*Task to complete*
Convert the boundary labeling items below into a JSON list of strings with one string per line, leaving out any blank lines.

*Boundary labeling items*
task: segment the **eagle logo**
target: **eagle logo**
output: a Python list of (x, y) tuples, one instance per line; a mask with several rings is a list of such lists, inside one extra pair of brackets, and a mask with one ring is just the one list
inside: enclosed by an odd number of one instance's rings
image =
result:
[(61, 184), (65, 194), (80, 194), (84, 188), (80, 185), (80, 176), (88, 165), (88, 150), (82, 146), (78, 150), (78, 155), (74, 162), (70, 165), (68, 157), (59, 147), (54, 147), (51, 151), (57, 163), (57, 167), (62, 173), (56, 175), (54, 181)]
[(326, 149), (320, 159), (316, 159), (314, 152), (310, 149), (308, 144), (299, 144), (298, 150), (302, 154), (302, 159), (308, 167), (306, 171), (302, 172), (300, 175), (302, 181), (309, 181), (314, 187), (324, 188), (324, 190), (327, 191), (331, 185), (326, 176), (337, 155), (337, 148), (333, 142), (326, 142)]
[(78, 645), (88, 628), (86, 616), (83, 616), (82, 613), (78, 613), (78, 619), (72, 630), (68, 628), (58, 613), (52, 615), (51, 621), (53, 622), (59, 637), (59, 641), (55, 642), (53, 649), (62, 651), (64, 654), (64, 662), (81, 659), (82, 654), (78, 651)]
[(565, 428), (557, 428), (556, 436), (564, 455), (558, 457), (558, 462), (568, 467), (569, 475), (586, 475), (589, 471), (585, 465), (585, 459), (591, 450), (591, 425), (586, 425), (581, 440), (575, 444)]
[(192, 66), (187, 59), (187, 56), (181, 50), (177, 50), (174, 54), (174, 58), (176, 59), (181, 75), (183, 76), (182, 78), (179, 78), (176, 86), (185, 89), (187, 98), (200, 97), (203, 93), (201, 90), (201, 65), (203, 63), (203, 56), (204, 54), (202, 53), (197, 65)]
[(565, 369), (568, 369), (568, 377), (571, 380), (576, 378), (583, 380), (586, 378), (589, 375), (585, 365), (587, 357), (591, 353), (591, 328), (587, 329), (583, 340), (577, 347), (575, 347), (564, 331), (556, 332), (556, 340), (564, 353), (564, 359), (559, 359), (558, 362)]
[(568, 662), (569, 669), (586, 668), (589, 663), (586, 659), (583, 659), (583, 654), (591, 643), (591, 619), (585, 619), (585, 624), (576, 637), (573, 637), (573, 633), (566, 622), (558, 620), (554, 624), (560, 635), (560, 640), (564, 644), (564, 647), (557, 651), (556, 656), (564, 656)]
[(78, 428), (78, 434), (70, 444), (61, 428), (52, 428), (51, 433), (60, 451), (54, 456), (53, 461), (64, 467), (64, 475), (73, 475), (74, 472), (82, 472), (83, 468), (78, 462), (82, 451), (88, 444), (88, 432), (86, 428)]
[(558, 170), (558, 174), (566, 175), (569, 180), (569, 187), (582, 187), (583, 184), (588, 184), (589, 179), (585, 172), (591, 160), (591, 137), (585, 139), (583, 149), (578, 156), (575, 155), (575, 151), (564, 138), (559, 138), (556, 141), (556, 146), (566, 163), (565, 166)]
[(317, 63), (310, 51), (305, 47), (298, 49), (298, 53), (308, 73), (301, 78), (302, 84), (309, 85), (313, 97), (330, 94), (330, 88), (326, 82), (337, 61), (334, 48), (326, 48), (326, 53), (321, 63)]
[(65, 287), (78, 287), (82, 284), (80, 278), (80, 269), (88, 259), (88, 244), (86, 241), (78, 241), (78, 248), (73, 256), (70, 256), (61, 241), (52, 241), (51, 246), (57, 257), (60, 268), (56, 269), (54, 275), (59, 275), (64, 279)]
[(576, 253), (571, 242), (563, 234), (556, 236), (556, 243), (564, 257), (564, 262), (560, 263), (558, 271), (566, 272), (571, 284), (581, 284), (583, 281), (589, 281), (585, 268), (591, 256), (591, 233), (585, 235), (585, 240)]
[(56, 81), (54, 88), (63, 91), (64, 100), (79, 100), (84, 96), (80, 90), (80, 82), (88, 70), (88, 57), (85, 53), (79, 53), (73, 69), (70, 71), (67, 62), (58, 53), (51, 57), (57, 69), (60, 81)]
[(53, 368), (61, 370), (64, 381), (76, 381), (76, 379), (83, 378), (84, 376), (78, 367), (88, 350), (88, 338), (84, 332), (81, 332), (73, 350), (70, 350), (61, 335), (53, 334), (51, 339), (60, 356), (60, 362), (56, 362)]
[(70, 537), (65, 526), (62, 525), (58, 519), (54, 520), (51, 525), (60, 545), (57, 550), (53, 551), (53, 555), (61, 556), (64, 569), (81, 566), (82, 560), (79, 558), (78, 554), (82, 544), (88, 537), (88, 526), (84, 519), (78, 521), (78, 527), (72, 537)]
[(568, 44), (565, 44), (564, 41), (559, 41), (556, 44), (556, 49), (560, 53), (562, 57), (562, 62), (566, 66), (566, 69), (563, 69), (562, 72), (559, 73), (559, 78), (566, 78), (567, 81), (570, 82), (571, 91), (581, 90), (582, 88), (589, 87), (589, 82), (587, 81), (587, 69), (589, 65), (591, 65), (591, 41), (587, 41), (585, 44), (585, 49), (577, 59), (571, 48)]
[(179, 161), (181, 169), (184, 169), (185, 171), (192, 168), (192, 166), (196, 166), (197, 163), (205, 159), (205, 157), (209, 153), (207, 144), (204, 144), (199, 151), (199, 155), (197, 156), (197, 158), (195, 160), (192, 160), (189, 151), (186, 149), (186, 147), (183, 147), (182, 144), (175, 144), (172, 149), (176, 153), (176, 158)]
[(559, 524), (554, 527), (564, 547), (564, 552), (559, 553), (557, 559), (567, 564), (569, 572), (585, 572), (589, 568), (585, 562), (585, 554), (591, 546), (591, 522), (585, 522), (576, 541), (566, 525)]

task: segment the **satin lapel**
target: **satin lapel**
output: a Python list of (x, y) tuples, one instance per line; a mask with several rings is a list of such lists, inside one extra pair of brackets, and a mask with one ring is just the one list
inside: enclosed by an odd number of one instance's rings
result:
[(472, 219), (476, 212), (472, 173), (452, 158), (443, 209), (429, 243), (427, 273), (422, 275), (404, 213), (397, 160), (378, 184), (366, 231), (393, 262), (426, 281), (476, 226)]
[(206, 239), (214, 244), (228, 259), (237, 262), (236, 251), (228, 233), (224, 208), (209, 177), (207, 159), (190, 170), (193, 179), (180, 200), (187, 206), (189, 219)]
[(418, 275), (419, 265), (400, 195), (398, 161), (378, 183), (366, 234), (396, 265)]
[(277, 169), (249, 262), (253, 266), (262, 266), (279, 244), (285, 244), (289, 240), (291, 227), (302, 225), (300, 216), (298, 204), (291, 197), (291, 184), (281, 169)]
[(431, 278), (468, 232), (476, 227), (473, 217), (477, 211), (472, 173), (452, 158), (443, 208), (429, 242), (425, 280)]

*Full answer*
[
  "task: segment the **eagle logo**",
  "target: **eagle logo**",
  "output: a Python list of (x, y) tuples, one instance per line; a mask with several rings is a list of such lists, inside one extra pair of brackets, and a mask with one ring is just the one list",
  "inside: enclosed by an odd number of one instance's rings",
  "image =",
  "result:",
  "[(61, 184), (65, 194), (80, 194), (84, 188), (80, 185), (80, 176), (88, 165), (88, 150), (82, 146), (78, 150), (78, 155), (74, 162), (70, 165), (68, 157), (59, 147), (54, 147), (51, 151), (57, 163), (57, 167), (62, 173), (56, 175), (54, 181)]",
  "[(326, 149), (320, 159), (316, 159), (314, 152), (310, 149), (308, 144), (299, 144), (298, 150), (302, 154), (302, 159), (308, 167), (306, 171), (302, 172), (300, 175), (302, 181), (309, 181), (314, 187), (324, 188), (324, 190), (327, 191), (331, 185), (326, 176), (337, 155), (337, 148), (333, 142), (326, 142)]",
  "[(78, 645), (88, 628), (86, 616), (83, 616), (82, 613), (78, 613), (78, 619), (72, 630), (68, 628), (58, 613), (52, 615), (51, 621), (53, 622), (59, 637), (59, 641), (55, 642), (53, 649), (62, 651), (64, 654), (64, 662), (81, 659), (82, 654), (78, 651)]",
  "[(565, 428), (557, 428), (556, 436), (564, 455), (558, 457), (558, 462), (568, 467), (569, 475), (586, 475), (589, 471), (585, 465), (585, 459), (591, 450), (591, 425), (586, 425), (581, 440), (575, 444)]",
  "[(192, 66), (187, 59), (187, 56), (181, 50), (177, 50), (174, 54), (174, 58), (176, 59), (181, 75), (183, 76), (182, 78), (179, 78), (176, 86), (185, 89), (187, 98), (200, 97), (203, 93), (201, 90), (201, 65), (203, 63), (203, 56), (204, 54), (202, 53), (197, 65)]",
  "[(565, 369), (568, 369), (568, 377), (571, 380), (576, 378), (583, 380), (586, 378), (589, 375), (585, 365), (587, 357), (591, 353), (591, 328), (587, 329), (583, 340), (577, 347), (575, 347), (564, 331), (556, 332), (556, 340), (564, 353), (564, 359), (559, 359), (558, 362)]",
  "[(568, 662), (569, 669), (586, 668), (589, 663), (586, 659), (583, 659), (583, 654), (591, 643), (591, 619), (585, 619), (585, 624), (576, 637), (573, 637), (573, 633), (566, 622), (558, 620), (554, 624), (560, 635), (560, 640), (564, 644), (564, 647), (557, 651), (556, 656), (564, 656)]",
  "[(78, 428), (78, 434), (70, 444), (61, 428), (52, 428), (51, 433), (60, 451), (54, 456), (53, 461), (64, 467), (64, 475), (73, 475), (74, 472), (82, 472), (83, 468), (78, 462), (82, 451), (88, 444), (88, 432), (86, 428)]",
  "[(558, 170), (558, 174), (566, 175), (569, 180), (569, 187), (582, 187), (583, 184), (588, 184), (589, 179), (585, 172), (591, 160), (591, 137), (585, 139), (583, 149), (578, 156), (575, 155), (575, 151), (564, 138), (559, 138), (556, 141), (556, 146), (566, 163), (565, 166)]",
  "[(317, 63), (310, 51), (305, 47), (298, 49), (298, 53), (308, 73), (301, 78), (302, 84), (309, 85), (313, 97), (330, 94), (330, 88), (326, 82), (337, 61), (334, 48), (326, 48), (326, 53), (321, 63)]",
  "[(65, 287), (78, 287), (82, 284), (80, 278), (80, 269), (88, 259), (88, 244), (86, 241), (78, 241), (78, 248), (73, 256), (70, 256), (61, 241), (52, 241), (51, 246), (57, 257), (60, 268), (56, 269), (54, 275), (59, 275), (64, 279)]",
  "[(576, 253), (571, 242), (563, 234), (556, 236), (556, 243), (564, 257), (564, 262), (560, 263), (558, 271), (566, 272), (571, 284), (581, 284), (583, 281), (589, 281), (585, 268), (591, 256), (591, 233), (585, 235), (585, 240)]",
  "[(56, 81), (54, 88), (63, 91), (64, 100), (79, 100), (84, 96), (80, 90), (80, 82), (88, 70), (88, 57), (85, 53), (79, 53), (73, 69), (70, 71), (67, 62), (58, 53), (51, 57), (57, 69), (60, 81)]",
  "[(53, 368), (61, 370), (64, 381), (76, 381), (76, 379), (83, 378), (84, 376), (78, 367), (88, 350), (88, 338), (84, 332), (81, 332), (73, 350), (70, 350), (61, 335), (53, 334), (51, 339), (60, 356), (60, 362), (56, 362)]",
  "[(70, 537), (65, 526), (62, 525), (58, 519), (54, 520), (51, 525), (60, 545), (57, 550), (53, 551), (53, 555), (61, 556), (64, 569), (81, 566), (82, 560), (79, 558), (78, 554), (82, 544), (88, 537), (88, 526), (84, 519), (78, 521), (78, 527), (72, 537)]",
  "[(568, 44), (565, 44), (564, 41), (559, 41), (556, 44), (556, 49), (560, 53), (562, 57), (562, 62), (566, 66), (566, 69), (563, 69), (562, 72), (559, 73), (559, 78), (566, 78), (567, 81), (570, 82), (571, 91), (581, 90), (582, 88), (589, 87), (589, 82), (587, 81), (587, 69), (589, 65), (591, 65), (591, 41), (587, 41), (585, 44), (585, 49), (577, 59), (571, 48)]",
  "[(179, 161), (181, 169), (184, 169), (185, 171), (192, 168), (192, 166), (196, 166), (197, 163), (205, 159), (205, 157), (209, 153), (207, 144), (204, 144), (199, 151), (199, 155), (197, 156), (197, 158), (195, 160), (192, 160), (189, 151), (186, 149), (186, 147), (183, 147), (182, 144), (175, 144), (172, 149), (176, 153), (176, 158)]",
  "[(559, 524), (554, 527), (564, 547), (564, 552), (559, 553), (557, 559), (567, 564), (569, 572), (585, 572), (589, 568), (585, 562), (585, 554), (591, 546), (591, 522), (585, 522), (576, 541), (566, 525)]",
  "task: segment the **satin lapel**",
  "target: **satin lapel**",
  "output: a Python list of (x, y) tuples, one instance per line; a mask with several rings is a list of such lists, inside one extra pair of brackets, and a mask with one ring is just the one list",
  "inside: enclosed by an odd number of one instance's rings",
  "result:",
  "[(472, 219), (476, 212), (472, 173), (452, 158), (443, 209), (429, 243), (427, 273), (422, 275), (404, 213), (397, 160), (378, 184), (366, 231), (393, 262), (426, 281), (476, 226)]",
  "[(206, 239), (214, 244), (228, 259), (237, 262), (236, 251), (228, 233), (224, 208), (209, 177), (207, 159), (190, 170), (193, 179), (180, 200), (187, 206), (189, 219)]",
  "[(418, 275), (419, 265), (400, 195), (398, 161), (378, 183), (366, 234), (396, 265)]",
  "[(277, 169), (249, 262), (253, 266), (262, 266), (279, 244), (285, 244), (289, 240), (291, 227), (302, 225), (300, 216), (298, 204), (291, 197), (291, 184), (281, 169)]",
  "[(431, 278), (468, 232), (476, 227), (473, 217), (477, 211), (472, 173), (452, 158), (443, 208), (429, 242), (425, 280)]"
]